(Beginning of ENTRIES SHOWN)

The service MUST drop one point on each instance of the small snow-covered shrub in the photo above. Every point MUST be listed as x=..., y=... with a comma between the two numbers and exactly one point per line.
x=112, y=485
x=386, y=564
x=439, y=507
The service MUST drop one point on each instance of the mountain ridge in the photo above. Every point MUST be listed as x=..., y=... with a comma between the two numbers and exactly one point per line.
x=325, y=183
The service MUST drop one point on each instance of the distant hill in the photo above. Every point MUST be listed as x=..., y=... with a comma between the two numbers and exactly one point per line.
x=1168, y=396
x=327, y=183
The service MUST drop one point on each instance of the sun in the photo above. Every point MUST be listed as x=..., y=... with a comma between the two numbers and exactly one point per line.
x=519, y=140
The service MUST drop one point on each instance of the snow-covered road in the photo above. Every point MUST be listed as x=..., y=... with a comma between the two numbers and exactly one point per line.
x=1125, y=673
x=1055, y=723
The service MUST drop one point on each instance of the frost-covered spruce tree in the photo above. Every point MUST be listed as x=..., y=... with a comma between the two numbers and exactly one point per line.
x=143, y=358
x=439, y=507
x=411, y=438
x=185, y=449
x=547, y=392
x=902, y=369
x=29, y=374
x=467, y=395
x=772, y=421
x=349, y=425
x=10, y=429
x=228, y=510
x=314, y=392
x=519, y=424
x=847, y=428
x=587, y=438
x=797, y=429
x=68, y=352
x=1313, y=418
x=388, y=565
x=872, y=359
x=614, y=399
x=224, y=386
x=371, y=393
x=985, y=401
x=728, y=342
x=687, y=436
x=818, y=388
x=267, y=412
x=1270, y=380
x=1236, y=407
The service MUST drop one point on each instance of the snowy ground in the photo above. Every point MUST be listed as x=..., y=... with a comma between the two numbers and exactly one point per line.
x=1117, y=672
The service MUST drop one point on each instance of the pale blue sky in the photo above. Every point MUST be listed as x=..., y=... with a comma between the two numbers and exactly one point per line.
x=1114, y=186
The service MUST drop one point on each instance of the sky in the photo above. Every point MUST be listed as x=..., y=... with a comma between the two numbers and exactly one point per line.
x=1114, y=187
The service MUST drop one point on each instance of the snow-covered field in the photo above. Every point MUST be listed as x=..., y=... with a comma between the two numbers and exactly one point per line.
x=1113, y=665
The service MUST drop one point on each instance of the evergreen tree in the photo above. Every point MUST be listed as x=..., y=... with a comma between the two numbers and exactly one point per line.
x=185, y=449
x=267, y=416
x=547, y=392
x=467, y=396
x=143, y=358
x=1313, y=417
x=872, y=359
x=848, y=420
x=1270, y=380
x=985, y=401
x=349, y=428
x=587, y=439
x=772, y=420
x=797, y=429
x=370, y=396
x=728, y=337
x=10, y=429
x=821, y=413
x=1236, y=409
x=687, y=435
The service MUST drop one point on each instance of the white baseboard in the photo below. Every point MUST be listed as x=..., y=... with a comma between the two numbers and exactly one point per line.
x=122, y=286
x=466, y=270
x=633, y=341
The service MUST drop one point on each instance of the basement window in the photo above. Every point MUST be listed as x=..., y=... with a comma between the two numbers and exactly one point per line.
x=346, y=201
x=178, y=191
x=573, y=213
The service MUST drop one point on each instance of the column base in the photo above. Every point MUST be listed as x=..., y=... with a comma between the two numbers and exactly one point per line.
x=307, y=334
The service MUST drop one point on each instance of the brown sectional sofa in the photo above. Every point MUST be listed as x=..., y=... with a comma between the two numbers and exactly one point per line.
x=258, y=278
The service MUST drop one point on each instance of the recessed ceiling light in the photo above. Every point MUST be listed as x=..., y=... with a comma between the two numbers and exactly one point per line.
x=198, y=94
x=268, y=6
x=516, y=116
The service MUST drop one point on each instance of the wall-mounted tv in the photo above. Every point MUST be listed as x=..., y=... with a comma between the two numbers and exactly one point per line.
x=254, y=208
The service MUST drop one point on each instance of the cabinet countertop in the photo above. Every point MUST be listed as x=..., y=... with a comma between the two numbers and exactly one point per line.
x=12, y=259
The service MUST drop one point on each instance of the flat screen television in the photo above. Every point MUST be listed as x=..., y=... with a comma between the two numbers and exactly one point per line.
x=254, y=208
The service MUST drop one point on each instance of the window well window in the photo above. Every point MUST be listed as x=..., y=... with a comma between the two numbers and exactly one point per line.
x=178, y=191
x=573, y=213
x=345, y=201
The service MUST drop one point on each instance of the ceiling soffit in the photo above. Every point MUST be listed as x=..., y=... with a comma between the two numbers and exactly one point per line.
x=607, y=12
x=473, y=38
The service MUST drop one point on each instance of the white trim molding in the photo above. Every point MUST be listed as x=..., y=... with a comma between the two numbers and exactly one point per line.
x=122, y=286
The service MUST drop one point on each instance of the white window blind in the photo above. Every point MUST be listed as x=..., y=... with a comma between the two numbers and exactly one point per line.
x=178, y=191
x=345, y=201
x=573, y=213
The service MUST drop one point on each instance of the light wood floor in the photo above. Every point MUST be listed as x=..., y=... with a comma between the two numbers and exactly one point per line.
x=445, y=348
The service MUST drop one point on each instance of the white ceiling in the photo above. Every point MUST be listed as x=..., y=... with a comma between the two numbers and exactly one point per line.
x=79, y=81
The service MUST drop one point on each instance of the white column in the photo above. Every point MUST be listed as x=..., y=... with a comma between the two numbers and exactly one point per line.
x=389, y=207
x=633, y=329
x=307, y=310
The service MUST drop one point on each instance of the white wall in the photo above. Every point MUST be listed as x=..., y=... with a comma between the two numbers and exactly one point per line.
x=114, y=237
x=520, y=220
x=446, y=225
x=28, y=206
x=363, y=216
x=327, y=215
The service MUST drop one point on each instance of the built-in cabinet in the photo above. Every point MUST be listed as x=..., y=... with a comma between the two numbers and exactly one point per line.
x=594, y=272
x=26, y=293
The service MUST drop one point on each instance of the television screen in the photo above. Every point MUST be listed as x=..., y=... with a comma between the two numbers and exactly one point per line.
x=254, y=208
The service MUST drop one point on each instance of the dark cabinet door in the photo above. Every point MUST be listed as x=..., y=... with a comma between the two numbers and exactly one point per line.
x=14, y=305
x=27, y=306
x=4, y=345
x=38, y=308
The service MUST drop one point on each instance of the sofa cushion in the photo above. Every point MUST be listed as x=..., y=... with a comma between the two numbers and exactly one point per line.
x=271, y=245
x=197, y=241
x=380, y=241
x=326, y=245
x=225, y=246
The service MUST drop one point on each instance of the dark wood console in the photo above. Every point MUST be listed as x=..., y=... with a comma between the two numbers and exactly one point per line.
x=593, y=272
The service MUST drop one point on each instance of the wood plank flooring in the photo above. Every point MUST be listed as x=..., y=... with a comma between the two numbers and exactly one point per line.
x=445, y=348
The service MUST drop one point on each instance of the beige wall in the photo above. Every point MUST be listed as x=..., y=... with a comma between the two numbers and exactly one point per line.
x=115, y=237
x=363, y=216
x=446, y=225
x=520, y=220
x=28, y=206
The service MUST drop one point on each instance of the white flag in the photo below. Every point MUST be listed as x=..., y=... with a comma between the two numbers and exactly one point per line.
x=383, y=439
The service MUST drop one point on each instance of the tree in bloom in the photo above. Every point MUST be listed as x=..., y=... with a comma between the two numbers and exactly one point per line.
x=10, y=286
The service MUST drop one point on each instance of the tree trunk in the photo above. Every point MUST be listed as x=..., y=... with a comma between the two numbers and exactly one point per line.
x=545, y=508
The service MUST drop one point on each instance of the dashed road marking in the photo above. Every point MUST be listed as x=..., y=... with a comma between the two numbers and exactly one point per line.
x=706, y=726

(End of ENTRIES SHOWN)

TASK DETAILS: Copy the line containing "the tree in" exactly. Then copy every line after it through the end of the listing, and nothing more.

PROBLEM SOLUTION:
The service MUST drop one point on each instance of the tree in bloom in the photo above. Every point MUST be listed as x=..., y=... with a comma between the two numbers and exactly one point per line.
x=10, y=286
The service MUST drop one point on each instance of the tree trunk in the photo above. Every point MUST be listed as x=..., y=... with a comma between the two numbers and exactly one point per line.
x=545, y=508
The service MUST drop one point on each instance of the dashed road marking in the photo above. Every point MUST be listed as x=..., y=... with a comma between the two numbers and exactly one point per line.
x=706, y=726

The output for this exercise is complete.